**Page excerpt**
════════
You're one of the lucky 10,000. For the next, let's say, two years, you've been chosen to participate in a randomly assigned clinical trial sponsored by the federal government. The experiment? You'll have your tax rate lowered, giving you more than a little extra cash on hand. At the end of this period, researchers, social scientists and economists will convene to dissect your fiscal behavior and have a bit more hard data to determine whether tax cuts can helpful in stimulating the economy. Armed with the study's results, legislators will be better equipped to make decisions about whether to enact similar tax cut legislation for the entire nation.
Sounds like an interesting--albeit optimistic--concept, doesn't it? Rebecca Tuhus-Dubrow examines it in an Ideas piece for The Boston Globe. She documents the "growing chorus" of academics who believe that clinical trials are an excellent way to test if potential legislation will be effective policy. If clinical trials like the one above became a reality, there could be experimentation with gun control laws, environmental regulations, securities rules and others, the writer notes. Proper experimentation could provide a foundation for "evidence-based" governing and help society reveal "the true costs and benefits of legislation" before these laws are adapted to society at large.
════════
(Saved entries)

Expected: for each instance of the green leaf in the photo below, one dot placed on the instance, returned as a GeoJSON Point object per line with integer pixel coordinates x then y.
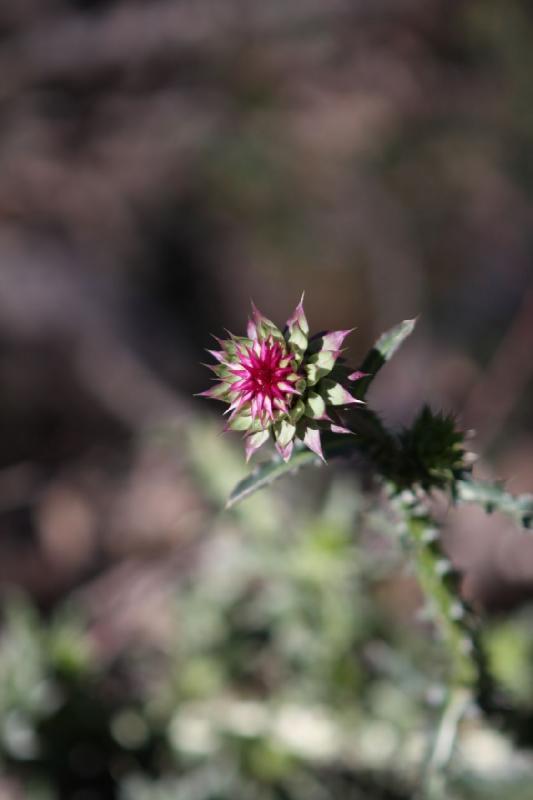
{"type": "Point", "coordinates": [270, 471]}
{"type": "Point", "coordinates": [493, 497]}
{"type": "Point", "coordinates": [284, 432]}
{"type": "Point", "coordinates": [383, 350]}
{"type": "Point", "coordinates": [319, 365]}
{"type": "Point", "coordinates": [316, 406]}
════════
**Exercise**
Retype the passage above about testing legislation with clinical trials from "Sounds like an" to "society at large.".

**Task output**
Sounds like an interesting--albeit optimistic--concept, doesn't it? Rebecca Tuhus-Dubrow examines it in an Ideas piece for The Boston Globe. She documents the "growing chorus" of academics who believe that clinical trials are an excellent way to test if potential legislation will be effective policy. If clinical trials like the one above became a reality, there could be experimentation with gun control laws, environmental regulations, securities rules and others, the writer notes. Proper experimentation could provide a foundation for "evidence-based" governing and help society reveal "the true costs and benefits of legislation" before these laws are adapted to society at large.